Dataset records:

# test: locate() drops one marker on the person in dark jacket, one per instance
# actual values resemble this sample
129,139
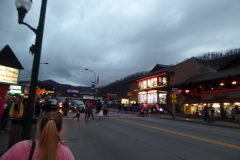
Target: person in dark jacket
87,110
98,107
119,109
236,109
47,106
206,113
38,107
65,106
5,115
212,113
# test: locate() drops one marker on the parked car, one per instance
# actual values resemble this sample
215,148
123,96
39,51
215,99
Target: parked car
53,104
61,101
73,103
42,101
116,101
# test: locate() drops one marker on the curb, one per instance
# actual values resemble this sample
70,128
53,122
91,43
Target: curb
190,121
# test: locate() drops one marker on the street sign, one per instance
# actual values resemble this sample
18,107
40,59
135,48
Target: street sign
174,96
174,89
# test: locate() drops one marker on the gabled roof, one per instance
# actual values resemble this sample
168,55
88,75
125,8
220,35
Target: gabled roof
158,67
213,75
168,69
228,62
9,59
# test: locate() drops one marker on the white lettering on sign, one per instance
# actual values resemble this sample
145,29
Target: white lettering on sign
12,87
14,91
174,89
8,75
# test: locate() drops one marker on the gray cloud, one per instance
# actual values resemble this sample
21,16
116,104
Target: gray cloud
118,38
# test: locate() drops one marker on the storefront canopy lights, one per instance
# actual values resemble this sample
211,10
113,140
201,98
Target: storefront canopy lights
234,82
216,105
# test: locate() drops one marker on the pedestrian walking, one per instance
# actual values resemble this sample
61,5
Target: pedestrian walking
98,107
2,104
206,113
16,109
49,146
5,115
91,108
87,110
236,109
212,113
149,109
65,105
38,107
77,112
105,108
119,109
233,115
133,105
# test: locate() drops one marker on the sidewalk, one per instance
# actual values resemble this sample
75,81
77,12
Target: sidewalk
190,120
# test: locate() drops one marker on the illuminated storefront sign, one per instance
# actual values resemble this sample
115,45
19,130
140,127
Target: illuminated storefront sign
49,91
72,91
15,89
8,75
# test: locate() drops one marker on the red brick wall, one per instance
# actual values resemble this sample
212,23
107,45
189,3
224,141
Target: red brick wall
185,70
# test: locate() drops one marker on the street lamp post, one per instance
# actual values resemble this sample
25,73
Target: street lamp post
94,82
23,6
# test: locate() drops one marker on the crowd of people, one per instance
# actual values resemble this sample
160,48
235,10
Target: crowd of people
11,108
209,116
49,146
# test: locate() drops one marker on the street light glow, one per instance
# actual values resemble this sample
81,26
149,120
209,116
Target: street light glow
24,4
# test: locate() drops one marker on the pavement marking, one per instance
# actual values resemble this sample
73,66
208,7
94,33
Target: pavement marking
151,120
183,134
94,123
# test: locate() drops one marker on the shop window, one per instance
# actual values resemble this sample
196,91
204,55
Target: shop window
229,109
162,81
154,82
162,97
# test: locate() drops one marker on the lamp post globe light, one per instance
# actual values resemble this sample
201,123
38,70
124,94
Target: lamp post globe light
23,6
94,82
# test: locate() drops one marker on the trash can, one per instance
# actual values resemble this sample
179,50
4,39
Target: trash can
16,131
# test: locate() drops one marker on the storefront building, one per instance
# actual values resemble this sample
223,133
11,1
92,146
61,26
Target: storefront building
156,86
9,72
220,89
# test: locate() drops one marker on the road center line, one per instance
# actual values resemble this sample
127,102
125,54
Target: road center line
183,134
94,123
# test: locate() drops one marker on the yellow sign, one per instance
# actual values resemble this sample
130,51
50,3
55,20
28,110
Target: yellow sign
8,75
174,96
49,91
38,91
130,94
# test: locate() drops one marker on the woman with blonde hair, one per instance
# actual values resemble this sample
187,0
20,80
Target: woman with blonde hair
48,147
16,109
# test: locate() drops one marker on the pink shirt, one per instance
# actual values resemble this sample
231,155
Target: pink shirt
21,151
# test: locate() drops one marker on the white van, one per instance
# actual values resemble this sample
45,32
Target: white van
116,101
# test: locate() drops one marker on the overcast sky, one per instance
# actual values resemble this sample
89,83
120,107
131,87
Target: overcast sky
116,38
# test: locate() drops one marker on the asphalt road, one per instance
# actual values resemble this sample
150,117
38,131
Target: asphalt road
131,137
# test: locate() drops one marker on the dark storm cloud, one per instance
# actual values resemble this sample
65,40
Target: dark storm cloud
118,38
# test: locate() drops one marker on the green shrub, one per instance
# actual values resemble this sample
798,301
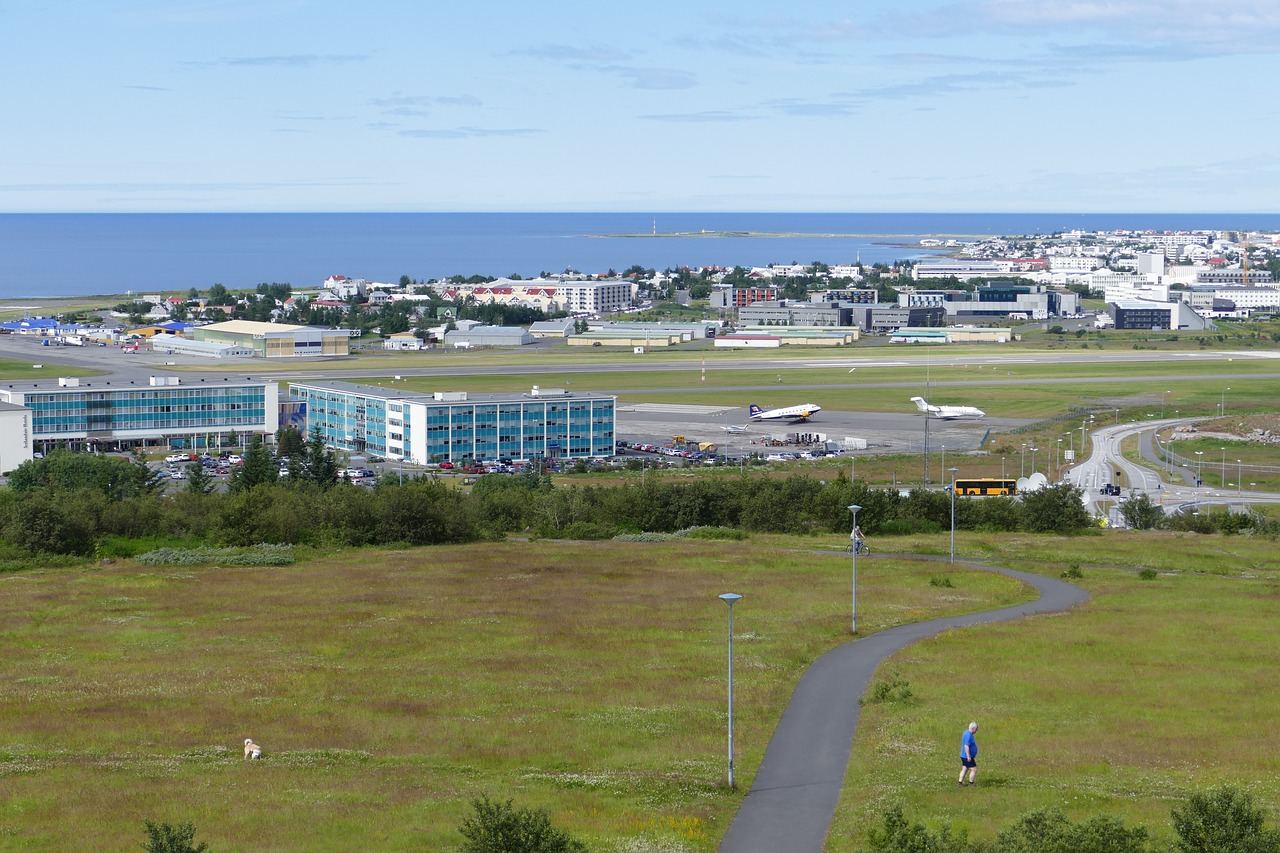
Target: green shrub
890,690
1223,820
260,555
172,838
499,828
712,533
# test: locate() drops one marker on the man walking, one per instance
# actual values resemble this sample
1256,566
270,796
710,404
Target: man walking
969,755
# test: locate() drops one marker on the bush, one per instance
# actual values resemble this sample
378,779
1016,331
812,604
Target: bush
1050,831
712,533
897,835
1223,820
172,838
499,828
260,555
892,690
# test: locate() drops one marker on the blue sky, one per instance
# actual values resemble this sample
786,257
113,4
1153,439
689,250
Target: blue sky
1074,105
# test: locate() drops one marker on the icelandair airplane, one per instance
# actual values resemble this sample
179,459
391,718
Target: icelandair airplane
949,413
795,414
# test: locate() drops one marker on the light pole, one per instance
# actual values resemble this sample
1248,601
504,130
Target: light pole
952,514
730,598
853,583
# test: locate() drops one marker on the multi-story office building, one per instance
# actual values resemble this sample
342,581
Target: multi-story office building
457,427
99,414
726,297
1138,314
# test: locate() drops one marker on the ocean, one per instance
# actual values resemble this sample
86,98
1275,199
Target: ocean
45,255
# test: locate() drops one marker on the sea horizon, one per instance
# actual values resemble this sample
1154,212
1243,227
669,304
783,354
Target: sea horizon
86,254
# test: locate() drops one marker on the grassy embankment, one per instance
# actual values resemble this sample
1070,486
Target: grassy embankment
22,369
1152,689
391,687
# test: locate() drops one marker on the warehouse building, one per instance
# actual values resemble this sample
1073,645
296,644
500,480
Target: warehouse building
277,340
174,345
167,411
488,336
457,427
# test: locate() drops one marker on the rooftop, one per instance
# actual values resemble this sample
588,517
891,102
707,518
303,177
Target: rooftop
426,397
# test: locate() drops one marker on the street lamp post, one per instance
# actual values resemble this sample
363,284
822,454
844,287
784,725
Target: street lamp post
730,598
853,582
952,514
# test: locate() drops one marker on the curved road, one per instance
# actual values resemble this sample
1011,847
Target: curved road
796,788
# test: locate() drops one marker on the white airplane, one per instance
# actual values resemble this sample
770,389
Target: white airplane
949,413
795,414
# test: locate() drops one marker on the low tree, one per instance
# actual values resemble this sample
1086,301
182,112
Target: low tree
1141,512
172,838
1223,820
199,479
501,828
256,469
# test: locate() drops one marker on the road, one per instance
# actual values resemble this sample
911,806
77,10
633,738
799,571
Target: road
798,785
1106,459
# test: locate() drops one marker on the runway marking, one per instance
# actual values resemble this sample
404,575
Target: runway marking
679,409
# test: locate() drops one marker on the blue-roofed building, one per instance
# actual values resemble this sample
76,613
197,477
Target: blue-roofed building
457,427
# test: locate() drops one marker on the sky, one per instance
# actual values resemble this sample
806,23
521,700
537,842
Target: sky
908,105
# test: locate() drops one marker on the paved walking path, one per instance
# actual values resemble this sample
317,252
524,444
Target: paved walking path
796,788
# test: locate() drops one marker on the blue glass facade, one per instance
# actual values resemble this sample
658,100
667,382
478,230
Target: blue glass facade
425,429
168,411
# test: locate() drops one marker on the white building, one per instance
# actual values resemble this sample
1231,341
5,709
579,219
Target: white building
961,269
1073,264
14,436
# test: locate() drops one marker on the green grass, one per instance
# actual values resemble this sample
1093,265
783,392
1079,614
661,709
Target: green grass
1146,693
23,369
391,687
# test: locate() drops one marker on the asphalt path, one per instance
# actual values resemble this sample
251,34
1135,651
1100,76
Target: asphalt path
798,785
1106,459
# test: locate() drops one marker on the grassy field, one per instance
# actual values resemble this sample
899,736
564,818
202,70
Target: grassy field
1148,692
21,369
391,687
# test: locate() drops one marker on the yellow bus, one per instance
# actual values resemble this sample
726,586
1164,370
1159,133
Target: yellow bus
987,486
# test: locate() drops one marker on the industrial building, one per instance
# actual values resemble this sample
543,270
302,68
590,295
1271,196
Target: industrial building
488,336
99,414
457,427
1138,314
176,345
277,340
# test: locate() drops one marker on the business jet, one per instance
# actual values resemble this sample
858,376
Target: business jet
949,413
792,414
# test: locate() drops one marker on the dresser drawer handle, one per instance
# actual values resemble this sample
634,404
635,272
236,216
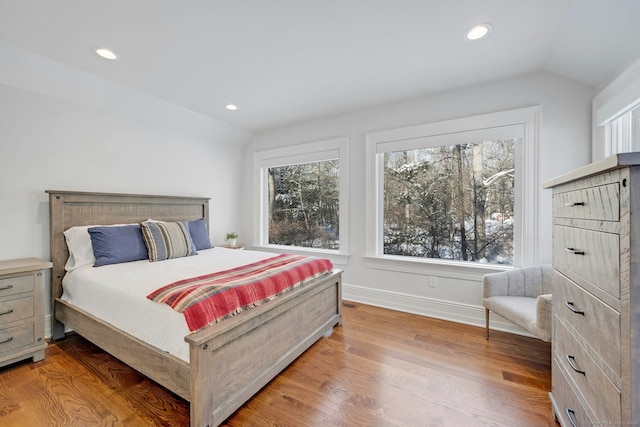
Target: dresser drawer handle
572,363
571,414
574,251
569,305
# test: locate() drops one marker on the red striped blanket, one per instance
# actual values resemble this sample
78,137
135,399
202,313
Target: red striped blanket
211,298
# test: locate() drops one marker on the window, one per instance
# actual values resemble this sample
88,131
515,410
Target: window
304,204
462,191
302,196
451,202
622,134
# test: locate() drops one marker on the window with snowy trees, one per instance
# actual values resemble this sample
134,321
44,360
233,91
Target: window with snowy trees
456,193
304,205
452,202
302,195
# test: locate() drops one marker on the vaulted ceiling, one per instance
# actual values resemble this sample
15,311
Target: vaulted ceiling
283,61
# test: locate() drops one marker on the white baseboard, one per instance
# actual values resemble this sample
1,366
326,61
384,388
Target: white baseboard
430,307
423,306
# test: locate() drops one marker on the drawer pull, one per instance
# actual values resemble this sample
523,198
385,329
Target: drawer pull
571,414
572,363
574,251
569,305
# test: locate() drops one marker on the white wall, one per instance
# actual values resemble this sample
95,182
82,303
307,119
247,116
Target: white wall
565,145
100,136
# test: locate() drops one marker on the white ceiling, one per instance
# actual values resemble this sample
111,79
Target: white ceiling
284,61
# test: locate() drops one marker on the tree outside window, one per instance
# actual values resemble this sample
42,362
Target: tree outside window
304,204
451,202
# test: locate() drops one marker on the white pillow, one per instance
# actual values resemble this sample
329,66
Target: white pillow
80,247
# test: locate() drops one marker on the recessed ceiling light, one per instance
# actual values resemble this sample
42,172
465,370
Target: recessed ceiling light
106,53
477,32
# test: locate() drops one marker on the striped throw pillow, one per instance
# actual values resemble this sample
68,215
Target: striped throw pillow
166,240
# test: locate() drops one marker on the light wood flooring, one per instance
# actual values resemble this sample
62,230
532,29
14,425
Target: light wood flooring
381,368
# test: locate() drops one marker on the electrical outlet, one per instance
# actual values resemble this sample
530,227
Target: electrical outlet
432,282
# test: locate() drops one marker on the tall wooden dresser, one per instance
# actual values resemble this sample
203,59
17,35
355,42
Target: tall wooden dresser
596,257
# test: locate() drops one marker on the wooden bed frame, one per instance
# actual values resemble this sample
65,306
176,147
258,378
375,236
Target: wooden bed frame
229,362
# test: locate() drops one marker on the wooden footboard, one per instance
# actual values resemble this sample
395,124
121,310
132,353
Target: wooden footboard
232,364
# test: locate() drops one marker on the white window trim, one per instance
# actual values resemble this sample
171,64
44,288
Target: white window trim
337,148
527,121
618,97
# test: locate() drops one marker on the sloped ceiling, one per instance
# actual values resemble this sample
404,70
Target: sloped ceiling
284,61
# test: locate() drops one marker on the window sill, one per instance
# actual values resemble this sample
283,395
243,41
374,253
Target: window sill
441,268
334,256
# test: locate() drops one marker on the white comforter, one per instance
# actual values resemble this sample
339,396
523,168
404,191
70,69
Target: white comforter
118,293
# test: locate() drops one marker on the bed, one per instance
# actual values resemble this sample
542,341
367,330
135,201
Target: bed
227,362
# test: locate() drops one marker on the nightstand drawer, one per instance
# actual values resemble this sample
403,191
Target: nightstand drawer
601,394
595,321
16,337
16,285
588,255
598,203
12,310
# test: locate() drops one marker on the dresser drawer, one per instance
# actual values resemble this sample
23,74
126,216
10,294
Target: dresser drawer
16,285
595,321
12,310
601,394
565,401
592,256
598,203
16,337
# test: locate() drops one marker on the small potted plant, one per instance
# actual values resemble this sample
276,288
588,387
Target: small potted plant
232,238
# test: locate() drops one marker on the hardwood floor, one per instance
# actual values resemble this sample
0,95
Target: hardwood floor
381,368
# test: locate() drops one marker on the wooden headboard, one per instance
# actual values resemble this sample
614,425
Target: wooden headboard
71,208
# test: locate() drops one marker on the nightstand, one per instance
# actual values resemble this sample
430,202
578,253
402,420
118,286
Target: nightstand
22,309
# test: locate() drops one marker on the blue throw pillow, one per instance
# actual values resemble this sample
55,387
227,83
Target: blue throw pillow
114,245
200,234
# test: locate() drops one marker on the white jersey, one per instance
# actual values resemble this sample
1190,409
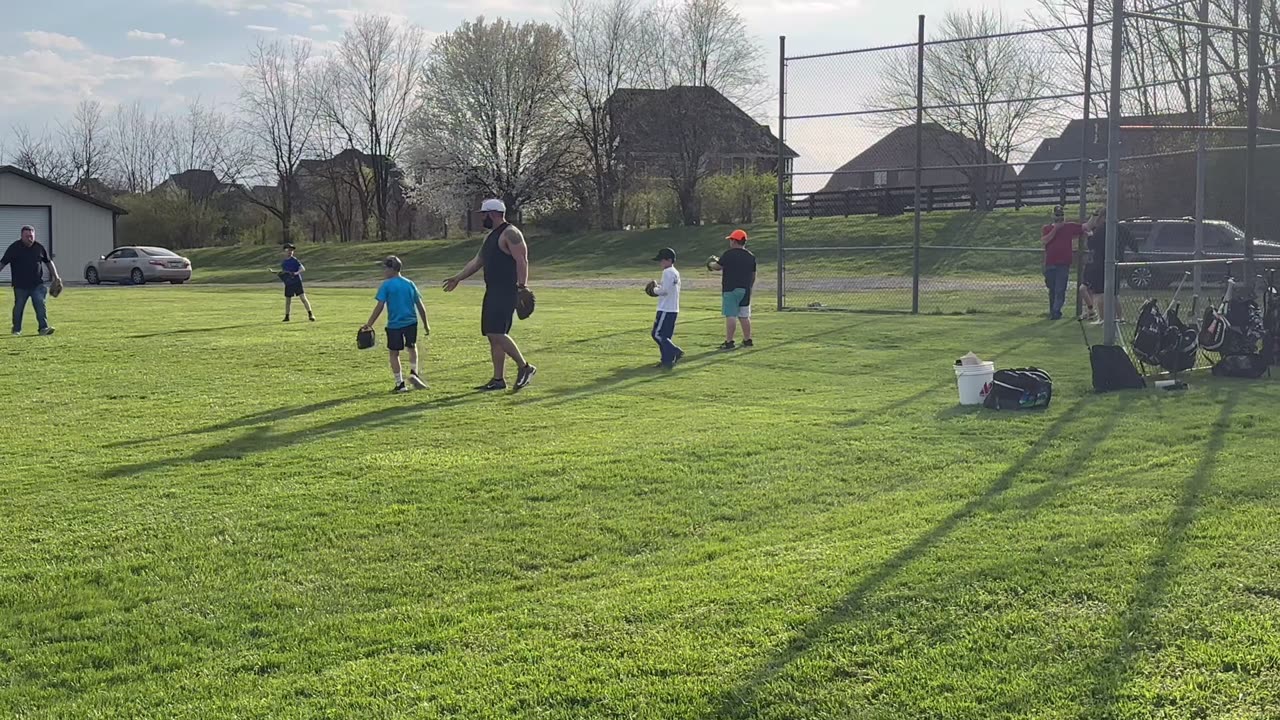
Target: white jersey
668,291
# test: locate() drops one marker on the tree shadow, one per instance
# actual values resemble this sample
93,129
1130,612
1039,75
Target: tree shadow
741,700
1137,619
256,438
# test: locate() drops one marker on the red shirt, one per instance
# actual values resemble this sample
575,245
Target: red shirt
1059,249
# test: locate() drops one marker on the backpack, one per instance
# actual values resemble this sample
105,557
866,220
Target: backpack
1244,365
1148,340
1180,346
1214,328
1022,388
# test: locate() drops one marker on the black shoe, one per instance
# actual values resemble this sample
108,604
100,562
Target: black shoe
525,374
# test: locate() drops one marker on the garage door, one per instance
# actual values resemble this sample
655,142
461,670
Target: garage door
12,218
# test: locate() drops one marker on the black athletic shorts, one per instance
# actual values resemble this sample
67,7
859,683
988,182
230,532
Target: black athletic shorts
497,311
400,338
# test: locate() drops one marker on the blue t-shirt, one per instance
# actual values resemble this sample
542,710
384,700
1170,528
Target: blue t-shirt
401,297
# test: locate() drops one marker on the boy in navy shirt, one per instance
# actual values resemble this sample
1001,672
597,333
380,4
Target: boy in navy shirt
403,305
292,276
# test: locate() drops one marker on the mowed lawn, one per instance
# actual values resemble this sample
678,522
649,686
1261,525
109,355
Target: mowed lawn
210,514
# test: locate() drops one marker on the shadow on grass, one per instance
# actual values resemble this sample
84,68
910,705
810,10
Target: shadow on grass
1137,619
741,701
256,438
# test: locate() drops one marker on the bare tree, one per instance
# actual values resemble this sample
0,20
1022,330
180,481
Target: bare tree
86,141
982,89
138,139
705,44
41,155
279,117
606,54
493,108
370,92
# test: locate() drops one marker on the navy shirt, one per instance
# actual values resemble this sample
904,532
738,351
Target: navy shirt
26,263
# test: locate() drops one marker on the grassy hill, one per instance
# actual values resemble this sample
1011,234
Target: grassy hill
627,254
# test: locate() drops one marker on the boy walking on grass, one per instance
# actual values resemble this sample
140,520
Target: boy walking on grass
291,273
737,278
403,305
668,308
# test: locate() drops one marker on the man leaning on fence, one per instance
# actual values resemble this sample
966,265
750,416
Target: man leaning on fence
1059,241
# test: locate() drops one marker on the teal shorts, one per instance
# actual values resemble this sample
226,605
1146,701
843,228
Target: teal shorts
731,304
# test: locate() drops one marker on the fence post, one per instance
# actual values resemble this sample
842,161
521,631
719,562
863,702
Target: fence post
1114,114
782,118
919,163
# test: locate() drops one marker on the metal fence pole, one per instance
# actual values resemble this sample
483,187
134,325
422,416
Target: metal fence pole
1252,150
1114,113
1084,153
1201,155
919,163
782,119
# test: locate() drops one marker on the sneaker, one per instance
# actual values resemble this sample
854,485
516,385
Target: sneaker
525,374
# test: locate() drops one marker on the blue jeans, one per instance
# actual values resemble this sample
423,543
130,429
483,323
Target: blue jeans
36,295
1056,277
663,328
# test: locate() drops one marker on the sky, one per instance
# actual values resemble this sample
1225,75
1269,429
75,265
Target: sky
167,53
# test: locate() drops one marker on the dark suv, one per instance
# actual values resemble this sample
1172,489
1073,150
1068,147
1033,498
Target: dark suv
1174,238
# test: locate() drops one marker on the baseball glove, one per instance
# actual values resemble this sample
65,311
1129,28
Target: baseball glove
524,302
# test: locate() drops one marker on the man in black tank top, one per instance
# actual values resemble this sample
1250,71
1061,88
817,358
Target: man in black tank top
504,258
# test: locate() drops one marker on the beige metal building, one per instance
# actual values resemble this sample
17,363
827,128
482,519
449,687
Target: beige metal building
74,227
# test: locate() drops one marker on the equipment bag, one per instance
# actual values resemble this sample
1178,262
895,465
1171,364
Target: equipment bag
1148,338
1112,369
1251,365
1022,388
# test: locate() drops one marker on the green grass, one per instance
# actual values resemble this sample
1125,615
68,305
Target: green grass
209,514
629,254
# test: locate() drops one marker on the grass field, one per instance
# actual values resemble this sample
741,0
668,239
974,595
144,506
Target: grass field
629,254
209,514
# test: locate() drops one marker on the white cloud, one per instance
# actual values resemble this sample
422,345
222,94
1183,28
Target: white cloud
296,9
53,40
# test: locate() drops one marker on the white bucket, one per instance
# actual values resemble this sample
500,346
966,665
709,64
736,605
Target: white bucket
974,382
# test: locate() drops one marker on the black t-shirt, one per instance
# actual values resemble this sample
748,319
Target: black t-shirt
26,264
737,269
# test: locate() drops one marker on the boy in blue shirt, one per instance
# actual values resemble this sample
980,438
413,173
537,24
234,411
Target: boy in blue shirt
403,304
292,276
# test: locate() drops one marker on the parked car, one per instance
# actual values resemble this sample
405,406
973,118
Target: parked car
1174,238
137,265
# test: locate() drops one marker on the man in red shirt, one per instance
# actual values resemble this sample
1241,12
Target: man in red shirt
1059,240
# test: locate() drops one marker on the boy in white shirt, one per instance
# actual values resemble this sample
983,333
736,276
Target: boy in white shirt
668,308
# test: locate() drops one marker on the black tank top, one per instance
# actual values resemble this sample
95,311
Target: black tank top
499,268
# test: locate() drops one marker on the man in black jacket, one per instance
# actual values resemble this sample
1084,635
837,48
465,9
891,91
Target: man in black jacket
26,260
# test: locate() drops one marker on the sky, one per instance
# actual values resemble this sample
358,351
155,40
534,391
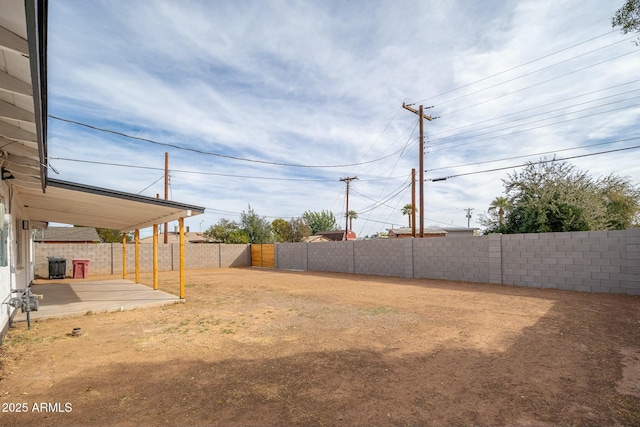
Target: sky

- PROBLEM DETAILS:
Repeat only the lines from the line with "# test: locate() drops one marker on the boy in white" to the end of the entries, including both the first and the last line, and drop every picture.

- FULL RESPONSE:
# test: locate() drops one marker on the boy in white shirt, one per instance
# actual values resemble this sample
983,333
736,276
Target: boy in white shirt
668,308
# test: locate() drops one marker on the black tank top, one per instance
# actual values resemble this sample
95,311
Target: black tank top
499,268
# test: locate() drops one marker on the man in black jacket, one per instance
# actual values resemble this sample
1084,635
837,48
465,9
891,91
Target: man in black jacket
26,260
# test: locate() drops one marker on the sky, one per instance
# actual values resemble this sample
358,351
155,40
534,391
Target: sky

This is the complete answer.